- _The problem_
Pull out each line of the material below that contains the word "hillside", copying every such line in full.

- _Working data_

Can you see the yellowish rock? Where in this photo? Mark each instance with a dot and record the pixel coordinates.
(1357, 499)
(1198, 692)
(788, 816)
---
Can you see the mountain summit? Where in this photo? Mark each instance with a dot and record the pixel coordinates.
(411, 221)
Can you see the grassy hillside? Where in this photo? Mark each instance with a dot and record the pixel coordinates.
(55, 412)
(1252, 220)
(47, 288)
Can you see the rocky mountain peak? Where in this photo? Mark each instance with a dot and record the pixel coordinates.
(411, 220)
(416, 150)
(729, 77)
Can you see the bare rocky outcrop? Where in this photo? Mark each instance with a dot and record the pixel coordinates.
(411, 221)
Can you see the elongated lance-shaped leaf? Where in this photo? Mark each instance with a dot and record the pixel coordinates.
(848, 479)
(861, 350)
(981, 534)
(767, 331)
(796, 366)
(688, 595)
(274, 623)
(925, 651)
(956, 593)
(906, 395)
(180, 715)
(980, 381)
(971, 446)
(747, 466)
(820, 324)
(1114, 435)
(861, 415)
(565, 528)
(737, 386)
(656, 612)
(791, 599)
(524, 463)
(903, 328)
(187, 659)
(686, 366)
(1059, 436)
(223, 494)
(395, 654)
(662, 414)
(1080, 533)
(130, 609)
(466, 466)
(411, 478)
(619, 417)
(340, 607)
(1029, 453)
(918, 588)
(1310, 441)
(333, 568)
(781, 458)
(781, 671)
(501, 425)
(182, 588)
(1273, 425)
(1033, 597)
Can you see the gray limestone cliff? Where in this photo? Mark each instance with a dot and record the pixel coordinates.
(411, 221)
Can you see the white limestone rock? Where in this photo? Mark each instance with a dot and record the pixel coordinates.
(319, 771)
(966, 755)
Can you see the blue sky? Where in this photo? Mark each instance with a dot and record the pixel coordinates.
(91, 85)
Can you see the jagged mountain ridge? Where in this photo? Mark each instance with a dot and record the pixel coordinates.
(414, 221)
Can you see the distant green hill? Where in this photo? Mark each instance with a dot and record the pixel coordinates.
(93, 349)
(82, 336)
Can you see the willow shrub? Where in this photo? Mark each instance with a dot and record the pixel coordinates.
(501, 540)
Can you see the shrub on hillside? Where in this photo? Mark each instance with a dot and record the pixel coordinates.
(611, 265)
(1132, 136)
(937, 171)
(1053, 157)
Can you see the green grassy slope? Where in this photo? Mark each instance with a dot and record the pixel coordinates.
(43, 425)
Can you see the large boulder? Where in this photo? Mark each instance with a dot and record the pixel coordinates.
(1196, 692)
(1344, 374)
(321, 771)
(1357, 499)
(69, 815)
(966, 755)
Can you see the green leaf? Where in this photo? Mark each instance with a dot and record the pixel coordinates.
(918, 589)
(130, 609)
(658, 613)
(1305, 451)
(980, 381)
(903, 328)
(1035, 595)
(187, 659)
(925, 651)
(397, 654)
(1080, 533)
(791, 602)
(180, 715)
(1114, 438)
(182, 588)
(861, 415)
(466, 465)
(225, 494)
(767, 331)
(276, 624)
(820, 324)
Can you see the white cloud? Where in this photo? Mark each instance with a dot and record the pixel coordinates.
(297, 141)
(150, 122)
==
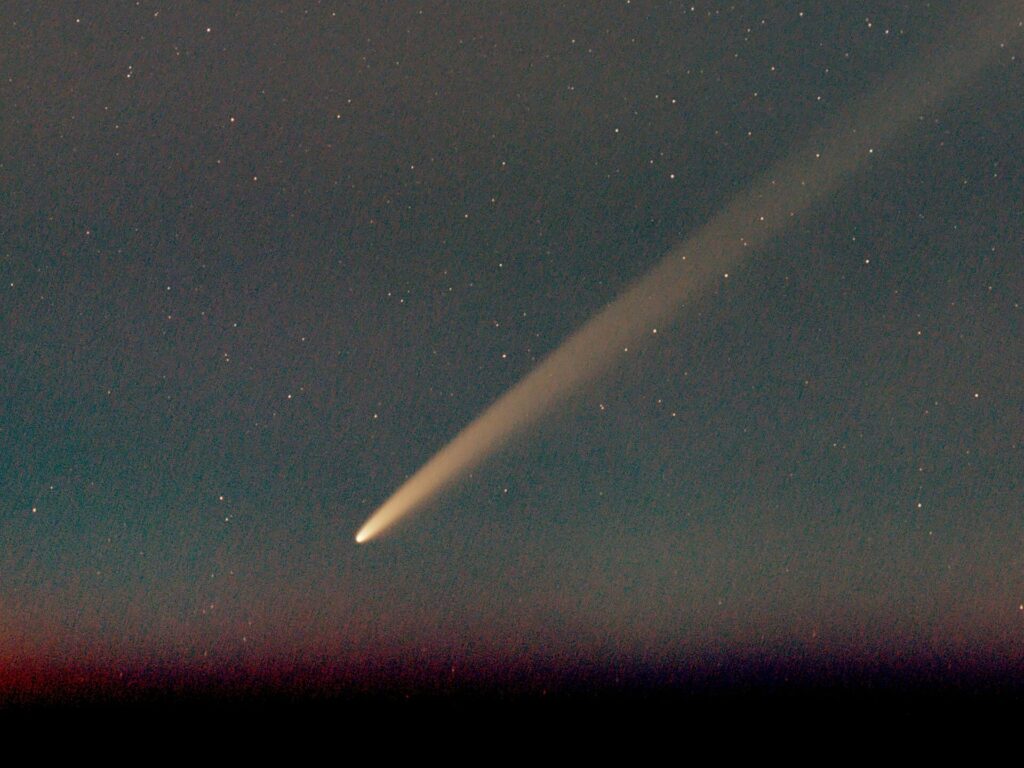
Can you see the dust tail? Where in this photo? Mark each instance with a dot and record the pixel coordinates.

- _Answer to this task_
Can you see the grassy hillside? Where in this photo? Mark each instance with a dot and record the pixel coordinates.
Can you see the shrub on hillside? Where in this photo? Mark each instance with a dot and record the pixel coordinates.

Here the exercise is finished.